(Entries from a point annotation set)
────────

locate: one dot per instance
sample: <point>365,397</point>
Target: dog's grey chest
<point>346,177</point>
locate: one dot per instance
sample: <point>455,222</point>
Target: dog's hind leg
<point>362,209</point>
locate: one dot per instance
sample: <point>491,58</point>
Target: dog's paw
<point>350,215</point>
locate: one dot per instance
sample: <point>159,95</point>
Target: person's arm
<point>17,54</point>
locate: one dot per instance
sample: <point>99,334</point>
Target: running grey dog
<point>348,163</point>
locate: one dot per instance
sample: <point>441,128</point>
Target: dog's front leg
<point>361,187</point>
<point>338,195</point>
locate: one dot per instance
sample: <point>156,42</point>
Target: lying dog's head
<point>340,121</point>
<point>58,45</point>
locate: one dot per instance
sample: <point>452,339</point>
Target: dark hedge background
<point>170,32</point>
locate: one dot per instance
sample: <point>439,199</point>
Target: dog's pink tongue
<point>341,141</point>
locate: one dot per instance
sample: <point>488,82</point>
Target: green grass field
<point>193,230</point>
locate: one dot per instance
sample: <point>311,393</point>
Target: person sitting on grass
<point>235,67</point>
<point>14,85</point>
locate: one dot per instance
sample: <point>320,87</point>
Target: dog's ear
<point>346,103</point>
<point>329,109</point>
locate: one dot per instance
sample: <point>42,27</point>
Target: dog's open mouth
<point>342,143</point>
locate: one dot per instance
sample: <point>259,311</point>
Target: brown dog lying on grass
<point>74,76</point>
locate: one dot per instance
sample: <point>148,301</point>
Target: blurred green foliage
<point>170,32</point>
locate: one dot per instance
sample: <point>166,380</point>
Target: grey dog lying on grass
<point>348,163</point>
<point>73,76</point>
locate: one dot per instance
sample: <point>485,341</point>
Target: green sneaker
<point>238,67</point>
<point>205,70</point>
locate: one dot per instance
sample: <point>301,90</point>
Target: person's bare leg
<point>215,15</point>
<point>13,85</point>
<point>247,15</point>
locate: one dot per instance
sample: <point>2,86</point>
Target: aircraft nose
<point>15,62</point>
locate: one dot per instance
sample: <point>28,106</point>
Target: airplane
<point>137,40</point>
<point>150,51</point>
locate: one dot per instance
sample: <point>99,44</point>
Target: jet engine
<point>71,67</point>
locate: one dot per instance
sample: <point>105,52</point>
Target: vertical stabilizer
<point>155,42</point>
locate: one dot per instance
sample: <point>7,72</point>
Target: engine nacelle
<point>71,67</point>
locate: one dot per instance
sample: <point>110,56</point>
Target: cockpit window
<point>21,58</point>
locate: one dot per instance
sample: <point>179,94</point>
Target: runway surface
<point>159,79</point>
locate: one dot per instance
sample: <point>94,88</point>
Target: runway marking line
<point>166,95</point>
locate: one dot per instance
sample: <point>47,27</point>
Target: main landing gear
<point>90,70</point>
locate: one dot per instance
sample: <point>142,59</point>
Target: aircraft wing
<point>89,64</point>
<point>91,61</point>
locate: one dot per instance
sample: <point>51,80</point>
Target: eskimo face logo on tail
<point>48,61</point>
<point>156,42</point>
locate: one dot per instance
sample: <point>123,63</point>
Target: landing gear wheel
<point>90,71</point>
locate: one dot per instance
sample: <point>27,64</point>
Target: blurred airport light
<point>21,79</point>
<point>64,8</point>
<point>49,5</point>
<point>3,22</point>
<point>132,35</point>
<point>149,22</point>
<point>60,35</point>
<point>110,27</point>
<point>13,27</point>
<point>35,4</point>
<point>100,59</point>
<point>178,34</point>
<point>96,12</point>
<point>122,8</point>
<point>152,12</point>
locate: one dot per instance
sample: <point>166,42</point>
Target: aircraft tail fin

────────

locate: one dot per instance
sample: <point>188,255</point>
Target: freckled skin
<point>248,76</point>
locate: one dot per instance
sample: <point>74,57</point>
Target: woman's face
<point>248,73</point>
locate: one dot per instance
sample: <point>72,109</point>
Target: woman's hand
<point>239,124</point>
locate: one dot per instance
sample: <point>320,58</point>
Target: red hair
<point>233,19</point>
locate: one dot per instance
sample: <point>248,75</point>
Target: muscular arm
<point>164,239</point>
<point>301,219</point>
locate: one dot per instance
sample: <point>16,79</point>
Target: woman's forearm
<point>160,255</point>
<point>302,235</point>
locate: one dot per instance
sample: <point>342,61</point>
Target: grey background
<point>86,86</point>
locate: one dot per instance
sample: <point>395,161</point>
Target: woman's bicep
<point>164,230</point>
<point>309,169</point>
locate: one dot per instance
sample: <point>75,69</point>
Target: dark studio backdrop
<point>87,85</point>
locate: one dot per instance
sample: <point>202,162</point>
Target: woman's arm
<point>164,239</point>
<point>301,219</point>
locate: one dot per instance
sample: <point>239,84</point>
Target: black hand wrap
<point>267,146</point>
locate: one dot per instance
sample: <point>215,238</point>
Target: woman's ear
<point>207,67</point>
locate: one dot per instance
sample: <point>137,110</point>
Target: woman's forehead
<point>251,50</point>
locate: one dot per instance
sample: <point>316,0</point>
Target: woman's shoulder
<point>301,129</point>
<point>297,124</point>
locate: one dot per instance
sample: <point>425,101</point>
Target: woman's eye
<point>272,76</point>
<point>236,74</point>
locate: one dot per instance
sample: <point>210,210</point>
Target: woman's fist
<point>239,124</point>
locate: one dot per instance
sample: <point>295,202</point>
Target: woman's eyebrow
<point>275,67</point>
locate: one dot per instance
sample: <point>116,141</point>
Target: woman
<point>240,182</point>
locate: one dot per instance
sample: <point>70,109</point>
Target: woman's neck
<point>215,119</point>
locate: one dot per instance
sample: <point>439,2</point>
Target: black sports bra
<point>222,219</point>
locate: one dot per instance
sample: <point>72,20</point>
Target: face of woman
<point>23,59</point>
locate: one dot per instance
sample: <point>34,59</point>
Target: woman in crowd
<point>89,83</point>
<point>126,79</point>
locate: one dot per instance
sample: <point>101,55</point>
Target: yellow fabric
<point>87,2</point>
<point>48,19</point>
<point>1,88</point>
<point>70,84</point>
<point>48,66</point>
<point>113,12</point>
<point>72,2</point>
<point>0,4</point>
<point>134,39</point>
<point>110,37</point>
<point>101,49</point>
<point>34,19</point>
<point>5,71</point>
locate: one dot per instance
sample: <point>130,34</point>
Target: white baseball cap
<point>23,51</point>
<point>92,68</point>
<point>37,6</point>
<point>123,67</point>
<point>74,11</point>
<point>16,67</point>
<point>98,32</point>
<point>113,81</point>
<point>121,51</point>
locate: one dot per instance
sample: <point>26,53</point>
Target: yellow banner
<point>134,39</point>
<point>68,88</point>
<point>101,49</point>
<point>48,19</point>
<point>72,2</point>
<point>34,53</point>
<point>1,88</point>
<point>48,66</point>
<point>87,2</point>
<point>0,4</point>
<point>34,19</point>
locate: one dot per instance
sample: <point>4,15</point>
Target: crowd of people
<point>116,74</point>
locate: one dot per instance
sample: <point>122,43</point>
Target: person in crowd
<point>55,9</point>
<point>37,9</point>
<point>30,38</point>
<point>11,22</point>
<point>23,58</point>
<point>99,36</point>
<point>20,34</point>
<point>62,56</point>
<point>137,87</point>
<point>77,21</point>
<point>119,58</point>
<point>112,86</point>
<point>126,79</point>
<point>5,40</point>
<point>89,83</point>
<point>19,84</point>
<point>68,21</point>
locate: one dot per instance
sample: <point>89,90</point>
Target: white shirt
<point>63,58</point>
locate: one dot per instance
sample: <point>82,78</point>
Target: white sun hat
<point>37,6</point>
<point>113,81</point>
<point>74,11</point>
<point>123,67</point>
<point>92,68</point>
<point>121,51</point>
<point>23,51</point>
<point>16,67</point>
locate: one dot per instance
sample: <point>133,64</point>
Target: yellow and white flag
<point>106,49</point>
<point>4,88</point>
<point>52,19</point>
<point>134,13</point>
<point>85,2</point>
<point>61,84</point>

────────

WHAT NEEDS TO BE DONE:
Report each line of the records above that contains the word "grass", copying every such line in full.

RESULT OF THE EXERCISE:
Target: green grass field
Target: person sitting on grass
Target: brown dog lying on grass
Target: grey dog lying on grass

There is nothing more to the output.